[Stored items from a collection]
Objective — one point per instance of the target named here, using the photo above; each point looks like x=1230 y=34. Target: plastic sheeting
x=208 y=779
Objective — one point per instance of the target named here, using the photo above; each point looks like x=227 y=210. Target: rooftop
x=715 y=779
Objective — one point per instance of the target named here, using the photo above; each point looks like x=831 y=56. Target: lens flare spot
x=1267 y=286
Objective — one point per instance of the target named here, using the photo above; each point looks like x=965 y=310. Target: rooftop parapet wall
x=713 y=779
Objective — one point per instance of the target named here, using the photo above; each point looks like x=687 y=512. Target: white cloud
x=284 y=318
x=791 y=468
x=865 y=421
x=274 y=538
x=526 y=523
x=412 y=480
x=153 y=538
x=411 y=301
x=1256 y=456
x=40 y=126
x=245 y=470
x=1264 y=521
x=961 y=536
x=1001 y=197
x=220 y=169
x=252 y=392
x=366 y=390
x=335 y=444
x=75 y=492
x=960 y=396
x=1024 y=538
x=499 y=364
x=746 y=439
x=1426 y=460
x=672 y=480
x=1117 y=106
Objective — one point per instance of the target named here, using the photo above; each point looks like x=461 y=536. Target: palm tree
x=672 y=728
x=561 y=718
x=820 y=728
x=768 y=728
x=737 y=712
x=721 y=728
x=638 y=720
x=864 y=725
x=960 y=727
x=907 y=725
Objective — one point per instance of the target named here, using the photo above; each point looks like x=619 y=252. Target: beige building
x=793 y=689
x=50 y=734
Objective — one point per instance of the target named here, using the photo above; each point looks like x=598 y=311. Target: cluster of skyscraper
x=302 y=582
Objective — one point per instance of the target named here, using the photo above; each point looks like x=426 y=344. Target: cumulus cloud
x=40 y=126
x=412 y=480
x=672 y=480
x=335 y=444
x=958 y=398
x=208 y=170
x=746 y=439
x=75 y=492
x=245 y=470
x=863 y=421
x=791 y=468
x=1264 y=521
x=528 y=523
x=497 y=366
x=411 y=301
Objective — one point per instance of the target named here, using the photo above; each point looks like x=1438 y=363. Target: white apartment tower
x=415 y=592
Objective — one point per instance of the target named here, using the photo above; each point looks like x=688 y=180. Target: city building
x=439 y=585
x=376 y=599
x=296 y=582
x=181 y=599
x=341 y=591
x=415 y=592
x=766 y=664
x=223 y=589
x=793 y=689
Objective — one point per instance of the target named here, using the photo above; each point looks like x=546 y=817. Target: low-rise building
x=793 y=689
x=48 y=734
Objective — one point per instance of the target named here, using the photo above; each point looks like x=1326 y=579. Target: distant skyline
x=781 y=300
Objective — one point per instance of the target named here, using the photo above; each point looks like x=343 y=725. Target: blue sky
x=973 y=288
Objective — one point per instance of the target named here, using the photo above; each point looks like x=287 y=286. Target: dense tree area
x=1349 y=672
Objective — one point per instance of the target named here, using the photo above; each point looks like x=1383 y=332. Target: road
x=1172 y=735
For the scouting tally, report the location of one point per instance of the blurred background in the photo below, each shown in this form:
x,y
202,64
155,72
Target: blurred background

* * *

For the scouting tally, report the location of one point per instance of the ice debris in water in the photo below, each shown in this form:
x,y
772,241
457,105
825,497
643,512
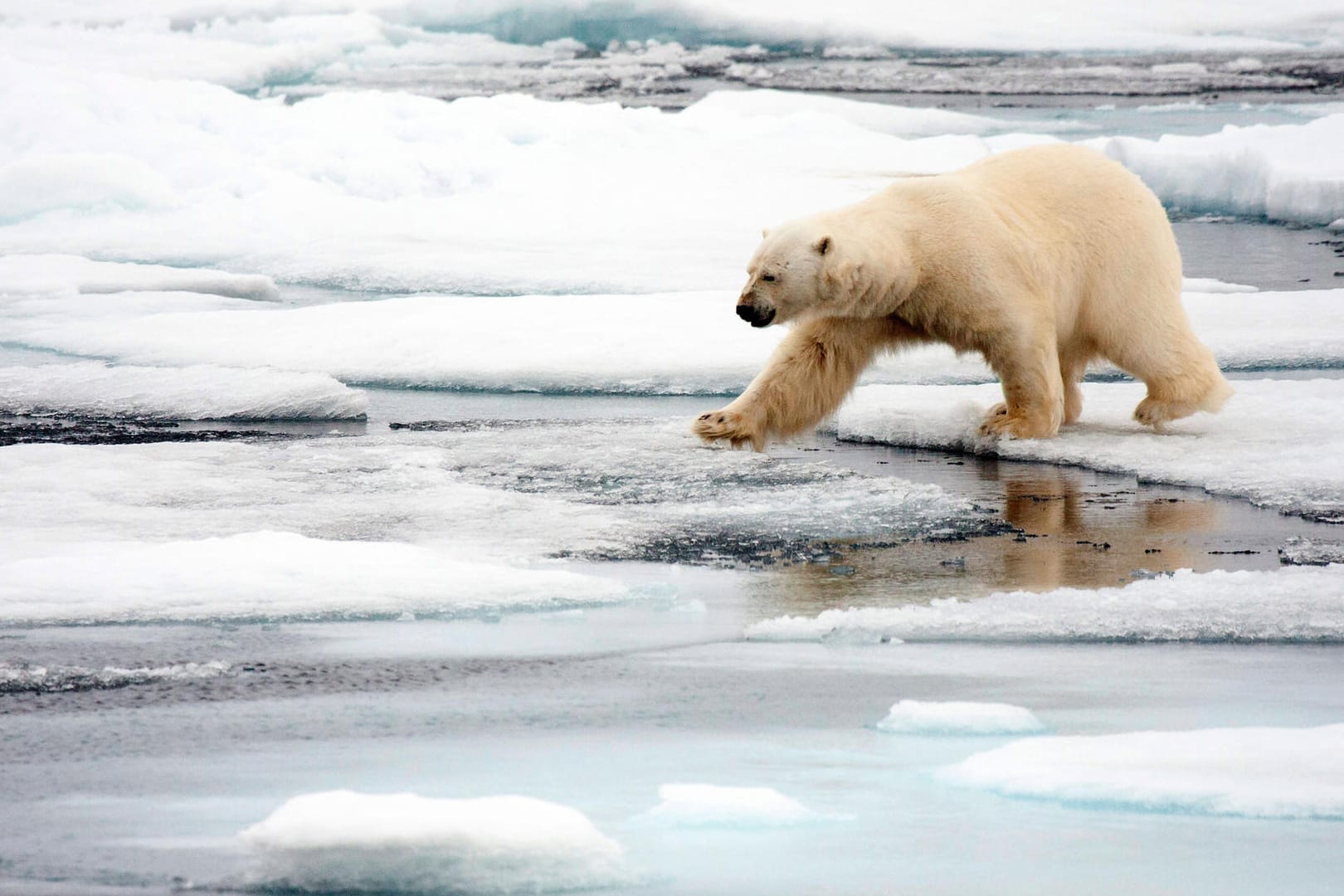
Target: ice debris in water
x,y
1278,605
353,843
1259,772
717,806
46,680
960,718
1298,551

» **WHAT THE EXERCISE ASKS**
The required output is every line above from the one with "of the blurred" down to the one with "Target: blurred background", restated word for word, ends included.

» **EXPECTED ANSWER**
For the scouting tally, report the location of one point per instance of the blurred background in the photo below, each shown in this form:
x,y
202,64
155,72
Target: blurred background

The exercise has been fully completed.